TASK TO COMPLETE →
Print each of the rows below verbatim, with no changes of any kind.

——

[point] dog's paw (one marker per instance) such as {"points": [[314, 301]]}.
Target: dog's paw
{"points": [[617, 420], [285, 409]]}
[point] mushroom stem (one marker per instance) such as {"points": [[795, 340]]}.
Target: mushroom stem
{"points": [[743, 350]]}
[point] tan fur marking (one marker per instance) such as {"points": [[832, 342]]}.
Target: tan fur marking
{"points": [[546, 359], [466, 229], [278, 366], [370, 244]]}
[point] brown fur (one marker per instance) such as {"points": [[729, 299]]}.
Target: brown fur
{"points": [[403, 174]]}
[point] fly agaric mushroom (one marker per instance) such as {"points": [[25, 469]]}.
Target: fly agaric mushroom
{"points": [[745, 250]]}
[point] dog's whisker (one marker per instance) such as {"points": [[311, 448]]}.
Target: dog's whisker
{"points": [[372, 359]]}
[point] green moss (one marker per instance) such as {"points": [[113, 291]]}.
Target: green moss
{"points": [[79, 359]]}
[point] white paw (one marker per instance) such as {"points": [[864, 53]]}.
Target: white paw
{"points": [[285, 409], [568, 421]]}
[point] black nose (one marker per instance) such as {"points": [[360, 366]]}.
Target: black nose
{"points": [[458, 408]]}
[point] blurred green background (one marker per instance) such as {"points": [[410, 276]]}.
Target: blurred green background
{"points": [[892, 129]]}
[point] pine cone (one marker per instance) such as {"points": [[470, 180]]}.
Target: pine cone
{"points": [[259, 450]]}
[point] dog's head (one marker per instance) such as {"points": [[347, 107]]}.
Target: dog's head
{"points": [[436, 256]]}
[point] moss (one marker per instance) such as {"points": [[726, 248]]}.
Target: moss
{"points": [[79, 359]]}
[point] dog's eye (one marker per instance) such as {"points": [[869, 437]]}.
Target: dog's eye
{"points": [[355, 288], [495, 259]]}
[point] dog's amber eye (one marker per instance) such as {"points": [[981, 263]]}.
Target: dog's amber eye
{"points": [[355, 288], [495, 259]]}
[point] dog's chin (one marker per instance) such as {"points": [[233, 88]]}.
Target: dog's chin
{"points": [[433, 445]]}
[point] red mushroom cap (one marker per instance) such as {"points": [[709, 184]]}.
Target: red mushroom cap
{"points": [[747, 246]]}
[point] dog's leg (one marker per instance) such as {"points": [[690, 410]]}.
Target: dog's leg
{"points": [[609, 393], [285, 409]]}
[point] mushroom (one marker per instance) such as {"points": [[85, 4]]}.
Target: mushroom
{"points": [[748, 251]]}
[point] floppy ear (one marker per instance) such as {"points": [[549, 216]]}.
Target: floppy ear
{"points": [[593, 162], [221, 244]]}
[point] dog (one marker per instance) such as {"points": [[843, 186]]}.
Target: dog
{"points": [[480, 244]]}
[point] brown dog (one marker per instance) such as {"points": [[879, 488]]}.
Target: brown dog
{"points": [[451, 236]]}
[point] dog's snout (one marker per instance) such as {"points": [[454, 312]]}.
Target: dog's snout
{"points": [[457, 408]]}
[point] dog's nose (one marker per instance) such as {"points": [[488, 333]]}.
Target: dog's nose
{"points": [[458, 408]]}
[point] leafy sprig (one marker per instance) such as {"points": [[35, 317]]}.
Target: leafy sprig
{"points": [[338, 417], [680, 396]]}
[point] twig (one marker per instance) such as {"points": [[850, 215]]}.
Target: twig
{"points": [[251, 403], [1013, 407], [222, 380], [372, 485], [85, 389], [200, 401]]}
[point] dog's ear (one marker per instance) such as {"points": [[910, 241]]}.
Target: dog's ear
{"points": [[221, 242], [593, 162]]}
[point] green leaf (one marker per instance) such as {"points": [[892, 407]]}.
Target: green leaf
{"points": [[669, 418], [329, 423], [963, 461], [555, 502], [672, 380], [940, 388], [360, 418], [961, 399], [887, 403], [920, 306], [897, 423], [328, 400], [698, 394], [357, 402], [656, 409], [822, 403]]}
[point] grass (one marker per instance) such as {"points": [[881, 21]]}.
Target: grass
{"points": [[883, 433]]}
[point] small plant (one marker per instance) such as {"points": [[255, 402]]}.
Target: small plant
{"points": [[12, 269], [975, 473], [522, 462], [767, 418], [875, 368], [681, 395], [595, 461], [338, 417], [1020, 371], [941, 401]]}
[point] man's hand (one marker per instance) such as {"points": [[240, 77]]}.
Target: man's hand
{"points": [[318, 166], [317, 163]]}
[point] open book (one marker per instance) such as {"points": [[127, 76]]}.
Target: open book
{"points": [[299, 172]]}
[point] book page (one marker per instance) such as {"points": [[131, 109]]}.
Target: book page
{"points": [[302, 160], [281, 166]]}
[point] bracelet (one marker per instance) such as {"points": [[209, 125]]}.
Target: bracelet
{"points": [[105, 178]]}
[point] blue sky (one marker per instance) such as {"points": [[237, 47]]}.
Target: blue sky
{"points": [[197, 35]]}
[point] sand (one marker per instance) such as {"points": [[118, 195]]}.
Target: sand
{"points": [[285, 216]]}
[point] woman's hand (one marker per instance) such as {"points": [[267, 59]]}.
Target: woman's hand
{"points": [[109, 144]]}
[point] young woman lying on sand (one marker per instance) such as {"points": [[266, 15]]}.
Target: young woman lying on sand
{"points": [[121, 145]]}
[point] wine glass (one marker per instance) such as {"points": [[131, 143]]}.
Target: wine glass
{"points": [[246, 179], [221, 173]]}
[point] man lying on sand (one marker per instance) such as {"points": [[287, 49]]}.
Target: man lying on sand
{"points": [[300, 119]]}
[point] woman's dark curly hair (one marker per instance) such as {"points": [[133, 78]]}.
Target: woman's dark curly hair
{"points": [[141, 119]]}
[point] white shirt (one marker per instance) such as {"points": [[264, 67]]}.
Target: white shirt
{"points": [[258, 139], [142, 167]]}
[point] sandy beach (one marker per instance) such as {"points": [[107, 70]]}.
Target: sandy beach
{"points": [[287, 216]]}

——

ANSWER TO THE TASK →
[point] dog's paw (one marker per instance) such as {"points": [[314, 301]]}.
Target: dog's paw
{"points": [[617, 420], [285, 409]]}
[point] mushroom stem (one marker per instance) such as {"points": [[795, 340]]}.
Target: mushroom stem
{"points": [[743, 350]]}
[point] tan fur marking (one marker per instance) such as {"points": [[832, 342]]}.
Target: tan fur marking
{"points": [[546, 359], [466, 229], [278, 366], [370, 244]]}
[point] brown fur (one marker per instance) such as {"points": [[729, 299]]}.
Target: brown fur
{"points": [[403, 174]]}
[point] fly agaric mushroom (one marker per instance) such as {"points": [[25, 469]]}.
Target: fly agaric mushroom
{"points": [[745, 250]]}
[point] dog's whisker (one marker per instance) such as {"points": [[311, 448]]}.
Target: dog's whisker
{"points": [[372, 359]]}
[point] green moss (one marker per instance) such as {"points": [[113, 291]]}.
Target: green moss
{"points": [[79, 359]]}
[point] white paw (one marker per instance) such as {"points": [[864, 53]]}.
Target: white paw
{"points": [[285, 409], [568, 421]]}
[point] black nose (one marker per instance) such as {"points": [[360, 366]]}.
Target: black nose
{"points": [[458, 408]]}
[point] blurred green background (one marker per instance) such as {"points": [[410, 276]]}.
Target: blurred green background
{"points": [[892, 129]]}
[point] pine cone (one marker per instance) such as {"points": [[470, 180]]}.
Target: pine cone
{"points": [[259, 450]]}
[point] dog's head (one marker per instance) such as {"points": [[347, 107]]}.
Target: dog's head
{"points": [[436, 256]]}
[point] moss (one marker per instance) such as {"points": [[726, 248]]}.
Target: moss
{"points": [[79, 359]]}
[point] dog's eye (one marker per instance) such as {"points": [[869, 437]]}.
Target: dog's eye
{"points": [[355, 288], [495, 259]]}
[point] dog's amber eye (one marker per instance) such as {"points": [[981, 263]]}.
Target: dog's amber eye
{"points": [[355, 288], [495, 259]]}
[point] dog's chin (one marker per instance) such as {"points": [[233, 88]]}.
Target: dog's chin
{"points": [[433, 445]]}
[point] red mushroom cap (one marker per instance) such as {"points": [[709, 184]]}.
Target: red mushroom cap
{"points": [[747, 246]]}
[point] dog's leg (one marker per instance) such as {"points": [[690, 410]]}.
Target: dog's leg
{"points": [[609, 393], [285, 409]]}
[point] mushroom (one marker per instance) such as {"points": [[85, 4]]}.
Target: mushroom
{"points": [[748, 251]]}
[point] floppy ear (one marker per instance) such as {"points": [[549, 216]]}.
Target: floppy ear
{"points": [[593, 162], [221, 244]]}
[point] dog (one marker per instance) such as {"points": [[843, 186]]}.
Target: dog
{"points": [[480, 244]]}
[point] brown dog (one marker per instance) such as {"points": [[879, 488]]}.
Target: brown dog
{"points": [[451, 236]]}
[point] dog's snout (one marker per instance) such as {"points": [[454, 312]]}.
Target: dog's snout
{"points": [[457, 408]]}
[point] dog's nose (one marker per instance) such as {"points": [[488, 333]]}.
Target: dog's nose
{"points": [[458, 408]]}
[point] leafy sprig (one marker per instance) such as {"points": [[35, 317]]}.
Target: leafy sprig
{"points": [[338, 417], [680, 396]]}
[point] twig (one marker per instance) such as {"points": [[850, 215]]}.
Target: twig
{"points": [[251, 403], [1013, 407], [222, 380], [372, 485], [85, 389], [200, 401]]}
[point] dog's ear (one marker per instance) such as {"points": [[910, 241]]}.
Target: dog's ear
{"points": [[221, 242], [593, 162]]}
[point] green leaf (one marker per instance) such as {"points": [[892, 407]]}.
Target: green leaf
{"points": [[669, 418], [329, 423], [963, 461], [555, 502], [672, 380], [940, 388], [360, 418], [961, 399], [887, 403], [920, 306], [897, 423], [328, 400], [698, 394], [357, 402], [656, 409], [822, 403]]}
[point] grass (one marker per instance) such as {"points": [[881, 21]]}.
Target: grass
{"points": [[883, 433]]}
[point] small plant (one marker per instance) such as {"points": [[255, 402]]}.
Target: small plant
{"points": [[12, 269], [975, 473], [522, 462], [767, 418], [875, 368], [681, 395], [595, 461], [338, 417], [1020, 371], [941, 401]]}
[point] man's hand (one marker per instance) such as {"points": [[240, 77]]}.
Target: man's hand
{"points": [[318, 166], [317, 163]]}
[point] open book (one marker per instance) such as {"points": [[127, 76]]}.
Target: open book
{"points": [[299, 172]]}
[point] book page (one marker per instance) such as {"points": [[131, 109]]}.
Target: book page
{"points": [[302, 160], [281, 166]]}
[point] bracelet (one marker per instance) such as {"points": [[209, 125]]}.
Target: bracelet
{"points": [[105, 178]]}
[point] blue sky (one marker per instance) such as {"points": [[237, 47]]}.
Target: blue sky
{"points": [[197, 35]]}
[point] sand (one marker per instance) such as {"points": [[118, 195]]}.
Target: sand
{"points": [[285, 216]]}
[point] woman's hand (one marker per instance) such as {"points": [[267, 59]]}.
Target: woman's hand
{"points": [[109, 144]]}
[point] young woman lying on sand (one marker per instance) such as {"points": [[266, 15]]}.
Target: young woman lying on sand
{"points": [[121, 145]]}
[point] wine glass (one marker per instance) such as {"points": [[131, 143]]}.
Target: wine glass
{"points": [[246, 179], [221, 173]]}
[point] man lying on sand (one marker per instance) such as {"points": [[287, 49]]}.
Target: man lying on sand
{"points": [[300, 119]]}
[point] woman's dark curly hair (one marker per instance) such as {"points": [[133, 78]]}.
Target: woman's dark curly hair
{"points": [[141, 119]]}
[point] white shirt (one marker per instance) such as {"points": [[264, 67]]}.
Target: white shirt
{"points": [[258, 139], [142, 167]]}
[point] sandy beach (one marker per instance) such as {"points": [[107, 70]]}.
Target: sandy beach
{"points": [[287, 216]]}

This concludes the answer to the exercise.